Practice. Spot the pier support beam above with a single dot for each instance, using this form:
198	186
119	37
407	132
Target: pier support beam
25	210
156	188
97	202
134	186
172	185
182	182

## EXERCISE PROMPT
Give the data again, exactly.

## WRITTEN SOLUTION
Practice. Spot the pier support beam above with a single dot for each instance, using this form:
198	186
119	37
407	132
Target: pier support beam
25	210
156	188
97	202
134	186
172	185
182	182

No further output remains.